## Begin Records shown
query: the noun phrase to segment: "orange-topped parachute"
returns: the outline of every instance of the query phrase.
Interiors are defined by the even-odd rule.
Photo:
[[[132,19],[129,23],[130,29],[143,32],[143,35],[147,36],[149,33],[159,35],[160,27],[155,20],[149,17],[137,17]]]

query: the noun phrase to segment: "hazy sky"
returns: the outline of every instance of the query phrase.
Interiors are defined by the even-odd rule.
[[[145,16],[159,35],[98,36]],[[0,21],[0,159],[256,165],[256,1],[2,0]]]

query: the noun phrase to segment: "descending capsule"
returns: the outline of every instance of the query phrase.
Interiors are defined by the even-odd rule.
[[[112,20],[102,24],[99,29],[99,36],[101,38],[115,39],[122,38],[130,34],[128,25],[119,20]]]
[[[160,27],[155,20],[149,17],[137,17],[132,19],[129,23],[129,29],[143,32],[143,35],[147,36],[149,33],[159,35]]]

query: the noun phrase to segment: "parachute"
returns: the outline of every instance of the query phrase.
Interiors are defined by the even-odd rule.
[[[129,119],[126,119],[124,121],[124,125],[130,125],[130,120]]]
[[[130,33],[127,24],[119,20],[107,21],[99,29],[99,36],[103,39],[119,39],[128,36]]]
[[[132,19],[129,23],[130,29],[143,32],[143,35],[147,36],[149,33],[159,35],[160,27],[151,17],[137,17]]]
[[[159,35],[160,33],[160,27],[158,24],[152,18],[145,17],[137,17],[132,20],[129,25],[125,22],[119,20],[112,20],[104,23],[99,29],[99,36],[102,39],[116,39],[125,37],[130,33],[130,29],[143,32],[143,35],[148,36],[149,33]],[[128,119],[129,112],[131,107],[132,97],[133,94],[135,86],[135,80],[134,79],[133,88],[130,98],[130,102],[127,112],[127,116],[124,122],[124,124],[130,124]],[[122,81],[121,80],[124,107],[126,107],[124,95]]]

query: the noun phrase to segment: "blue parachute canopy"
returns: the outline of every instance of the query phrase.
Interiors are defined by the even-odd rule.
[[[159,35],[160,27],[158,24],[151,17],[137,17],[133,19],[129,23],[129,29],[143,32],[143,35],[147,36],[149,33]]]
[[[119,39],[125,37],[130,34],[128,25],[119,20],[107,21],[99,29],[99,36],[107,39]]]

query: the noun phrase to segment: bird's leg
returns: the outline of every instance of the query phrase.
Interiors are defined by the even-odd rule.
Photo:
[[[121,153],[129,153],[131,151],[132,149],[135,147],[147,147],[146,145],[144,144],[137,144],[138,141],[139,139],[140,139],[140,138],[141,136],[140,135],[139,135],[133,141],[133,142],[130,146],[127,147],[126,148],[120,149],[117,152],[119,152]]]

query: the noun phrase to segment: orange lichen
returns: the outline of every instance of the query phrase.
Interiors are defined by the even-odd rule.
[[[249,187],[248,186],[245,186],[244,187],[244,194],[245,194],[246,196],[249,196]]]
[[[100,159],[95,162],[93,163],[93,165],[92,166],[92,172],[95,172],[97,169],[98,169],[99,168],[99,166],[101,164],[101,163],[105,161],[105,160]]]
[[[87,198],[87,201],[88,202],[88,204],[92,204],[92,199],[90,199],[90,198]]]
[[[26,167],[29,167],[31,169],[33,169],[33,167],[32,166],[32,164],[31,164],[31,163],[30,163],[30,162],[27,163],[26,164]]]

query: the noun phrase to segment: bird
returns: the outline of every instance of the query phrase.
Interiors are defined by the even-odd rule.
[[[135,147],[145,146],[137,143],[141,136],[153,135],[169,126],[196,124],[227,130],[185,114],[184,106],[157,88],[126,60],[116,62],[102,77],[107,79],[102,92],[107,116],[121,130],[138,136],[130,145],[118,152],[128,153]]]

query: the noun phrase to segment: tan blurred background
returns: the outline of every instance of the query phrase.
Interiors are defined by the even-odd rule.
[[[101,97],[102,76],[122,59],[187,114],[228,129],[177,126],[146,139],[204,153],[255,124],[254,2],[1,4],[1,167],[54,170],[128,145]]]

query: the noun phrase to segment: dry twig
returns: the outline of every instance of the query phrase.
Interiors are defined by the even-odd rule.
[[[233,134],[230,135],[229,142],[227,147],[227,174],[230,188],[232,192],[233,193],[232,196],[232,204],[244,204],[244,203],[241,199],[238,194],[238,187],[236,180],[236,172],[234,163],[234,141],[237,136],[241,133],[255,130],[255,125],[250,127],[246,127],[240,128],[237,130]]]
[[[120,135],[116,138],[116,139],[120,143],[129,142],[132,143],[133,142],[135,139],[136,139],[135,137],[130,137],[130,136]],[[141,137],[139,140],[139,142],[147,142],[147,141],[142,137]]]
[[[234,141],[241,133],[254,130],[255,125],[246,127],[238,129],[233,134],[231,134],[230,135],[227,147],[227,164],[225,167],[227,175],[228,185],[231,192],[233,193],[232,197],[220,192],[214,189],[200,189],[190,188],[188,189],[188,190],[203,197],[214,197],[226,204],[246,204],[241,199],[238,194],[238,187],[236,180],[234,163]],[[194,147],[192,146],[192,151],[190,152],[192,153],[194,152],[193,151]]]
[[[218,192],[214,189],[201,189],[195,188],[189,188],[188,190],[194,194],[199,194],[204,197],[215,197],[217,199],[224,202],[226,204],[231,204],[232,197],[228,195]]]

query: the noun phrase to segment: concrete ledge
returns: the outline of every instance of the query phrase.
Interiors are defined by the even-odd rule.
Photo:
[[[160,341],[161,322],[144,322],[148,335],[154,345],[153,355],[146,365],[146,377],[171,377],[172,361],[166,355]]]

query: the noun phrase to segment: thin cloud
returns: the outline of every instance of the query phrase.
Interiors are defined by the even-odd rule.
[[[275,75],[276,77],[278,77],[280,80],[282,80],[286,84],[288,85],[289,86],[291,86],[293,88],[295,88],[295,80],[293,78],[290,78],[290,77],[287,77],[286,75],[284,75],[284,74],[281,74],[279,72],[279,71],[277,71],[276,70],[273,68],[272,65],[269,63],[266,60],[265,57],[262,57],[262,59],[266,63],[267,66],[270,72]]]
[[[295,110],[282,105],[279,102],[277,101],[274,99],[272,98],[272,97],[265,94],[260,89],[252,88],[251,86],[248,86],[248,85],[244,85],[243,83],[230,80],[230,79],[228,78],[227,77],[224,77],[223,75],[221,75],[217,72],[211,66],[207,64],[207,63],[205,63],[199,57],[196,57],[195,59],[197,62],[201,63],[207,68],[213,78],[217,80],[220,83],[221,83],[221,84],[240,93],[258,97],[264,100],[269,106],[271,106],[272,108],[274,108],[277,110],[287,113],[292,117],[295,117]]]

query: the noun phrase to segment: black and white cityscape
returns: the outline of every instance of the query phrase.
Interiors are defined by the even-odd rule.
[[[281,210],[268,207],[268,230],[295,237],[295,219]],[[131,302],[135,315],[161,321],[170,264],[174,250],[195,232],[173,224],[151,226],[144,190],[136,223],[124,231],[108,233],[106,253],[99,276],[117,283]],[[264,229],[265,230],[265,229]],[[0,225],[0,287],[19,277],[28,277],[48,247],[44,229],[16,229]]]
## End Records shown
• [Challenge] Can you repeat all of the lines above verbatim, without changing a single character?

• [Full response]
query: the noun phrase to segment: "orange-topped parachute"
returns: the outline of every instance of the query phrase.
Interiors are defined by the even-odd rule.
Photo:
[[[132,19],[129,23],[130,29],[143,32],[143,35],[147,36],[149,33],[159,35],[160,27],[155,20],[149,17],[137,17]]]

query: the noun phrase to segment: "hazy sky"
returns: the outline of every instance of the query phrase.
Interiors are defined by the even-odd rule.
[[[145,16],[159,35],[98,36]],[[0,21],[0,159],[256,165],[256,1],[2,0]]]

query: the noun phrase to segment: "descending capsule"
returns: the outline of every instance of the query phrase.
Interiors are defined by the even-odd rule.
[[[112,20],[102,24],[99,29],[99,36],[101,38],[115,39],[122,38],[130,34],[128,25],[119,20]]]
[[[160,27],[155,20],[149,17],[137,17],[132,19],[129,23],[129,29],[143,32],[143,35],[147,36],[149,33],[159,35]]]

query: the noun phrase to segment: "parachute"
returns: the outline of every instance of the query phrase.
Interiors are defined by the even-odd rule.
[[[129,119],[126,119],[124,121],[124,125],[130,125],[130,120]]]
[[[130,33],[127,24],[119,20],[107,21],[99,29],[99,36],[103,39],[119,39],[128,36]]]
[[[132,19],[129,23],[130,29],[143,32],[143,35],[147,36],[149,33],[159,35],[160,27],[151,17],[137,17]]]
[[[159,35],[160,33],[160,27],[158,24],[152,18],[145,17],[137,17],[132,20],[129,25],[125,22],[119,20],[112,20],[104,23],[99,29],[99,36],[102,39],[116,39],[125,37],[130,33],[130,29],[143,32],[143,35],[148,36],[149,33]],[[128,119],[129,112],[131,107],[132,97],[133,94],[135,86],[135,80],[134,79],[133,88],[130,98],[130,102],[127,112],[127,116],[124,122],[124,124],[130,124]],[[122,81],[121,80],[124,107],[126,107],[124,95]]]

query: the noun phrase to segment: "blue parachute canopy"
returns: the outline of every instance of the query phrase.
Interiors are defined by the even-odd rule.
[[[159,35],[160,27],[158,24],[151,17],[137,17],[133,19],[129,23],[129,29],[143,32],[143,35],[147,36],[149,33]]]
[[[119,39],[125,37],[130,34],[128,25],[119,20],[107,21],[99,29],[99,36],[107,39]]]

query: the noun phrase to segment: bird's leg
returns: the outline of every instance of the query phrase.
Interiors are defined by the even-odd rule.
Photo:
[[[121,153],[129,153],[131,151],[132,149],[135,147],[147,147],[146,145],[144,144],[137,144],[138,141],[139,139],[140,139],[140,138],[141,136],[140,135],[139,135],[133,141],[133,142],[130,146],[127,147],[126,148],[120,149],[117,152],[119,152]]]

query: the noun phrase to segment: orange lichen
returns: the outline of every instance of the query phrase.
Interiors are defined by the even-odd rule.
[[[249,187],[248,186],[245,186],[244,187],[244,194],[245,194],[246,196],[249,196]]]
[[[100,159],[95,162],[93,163],[93,165],[92,166],[92,172],[95,172],[97,169],[98,169],[99,168],[99,166],[101,164],[101,163],[105,161],[105,160]]]
[[[87,198],[87,201],[88,202],[88,204],[92,204],[92,199],[90,199],[90,198]]]
[[[26,167],[29,167],[31,169],[33,169],[33,167],[32,166],[32,164],[31,164],[31,163],[30,163],[30,162],[27,163],[26,164]]]

query: the noun phrase to segment: bird
returns: the outline of every instance of the query phrase.
Interiors are defined by the even-odd rule.
[[[135,147],[145,146],[137,143],[141,136],[153,135],[169,126],[196,124],[227,130],[185,114],[184,106],[157,88],[126,60],[116,62],[102,77],[107,79],[102,92],[107,116],[121,130],[138,136],[130,145],[118,152],[128,153]]]

query: the noun phrase to segment: tan blurred background
returns: the outline of every instance of the query phrase.
Interiors are defined by the even-odd rule.
[[[101,97],[102,76],[122,59],[187,114],[228,129],[177,126],[146,139],[204,153],[255,124],[254,2],[1,4],[1,167],[54,170],[128,145]]]

query: the noun phrase to segment: dry twig
returns: the outline of every instance of the query phrase.
Interiors are defined by the even-odd rule.
[[[233,134],[230,135],[229,142],[227,147],[227,174],[230,188],[232,192],[233,193],[232,196],[232,204],[244,204],[244,203],[241,199],[238,194],[238,187],[236,180],[236,172],[234,163],[234,141],[237,136],[241,133],[255,130],[255,125],[250,127],[246,127],[240,128],[237,130]]]
[[[120,135],[116,138],[116,139],[120,143],[129,142],[132,143],[133,142],[135,139],[136,139],[135,137],[130,137],[130,136]],[[141,137],[139,140],[139,142],[147,142],[147,141],[142,137]]]
[[[234,141],[241,133],[254,130],[255,125],[246,127],[238,129],[233,134],[231,134],[230,135],[227,147],[227,164],[225,167],[227,175],[228,185],[231,192],[233,193],[232,197],[220,192],[214,189],[200,189],[190,188],[188,189],[188,190],[203,197],[214,197],[226,204],[246,204],[241,199],[238,194],[238,187],[236,180],[234,163]],[[194,147],[192,146],[192,151],[190,152],[192,153],[194,152],[193,151]]]
[[[218,192],[214,189],[201,189],[195,188],[189,188],[188,190],[194,194],[199,194],[204,197],[215,197],[217,199],[224,202],[226,204],[231,204],[232,197],[228,195]]]

query: the noun phrase to segment: concrete ledge
returns: the outline of every instance of the query phrase.
Interiors are defined by the even-odd rule.
Photo:
[[[160,341],[161,322],[144,322],[148,335],[154,345],[153,355],[146,365],[146,377],[171,377],[172,361],[166,355]]]

query: the noun phrase to segment: thin cloud
returns: the outline of every instance of the query phrase.
Interiors are defined by the even-odd rule.
[[[275,75],[276,77],[278,77],[280,80],[282,80],[286,84],[288,85],[289,86],[291,86],[293,88],[295,88],[295,80],[293,78],[290,78],[290,77],[287,77],[286,75],[284,75],[284,74],[281,74],[279,72],[279,71],[277,71],[276,70],[273,68],[272,65],[269,63],[266,60],[265,57],[262,57],[262,59],[266,63],[267,66],[270,72]]]
[[[295,110],[282,105],[279,102],[277,101],[274,99],[272,98],[272,97],[265,94],[260,89],[252,88],[251,86],[248,86],[248,85],[244,85],[243,83],[230,80],[230,79],[228,78],[227,77],[224,77],[223,75],[221,75],[217,72],[211,66],[207,64],[207,63],[205,63],[199,57],[196,57],[195,59],[197,62],[201,63],[207,68],[213,78],[217,80],[220,83],[221,83],[221,84],[240,93],[258,97],[264,100],[269,106],[271,106],[272,108],[274,108],[277,110],[287,113],[292,117],[295,117]]]

query: the noun phrase to segment: black and white cityscape
returns: the outline of every instance of the query phrase.
Interiors are defined by the even-odd rule.
[[[281,210],[268,207],[268,230],[295,237],[295,219]],[[131,302],[135,315],[161,321],[170,264],[174,250],[195,232],[173,224],[151,226],[144,190],[136,223],[124,231],[108,233],[106,253],[99,276],[117,283]],[[264,229],[265,230],[265,229]],[[0,225],[0,287],[19,277],[28,277],[48,247],[44,229],[16,229]]]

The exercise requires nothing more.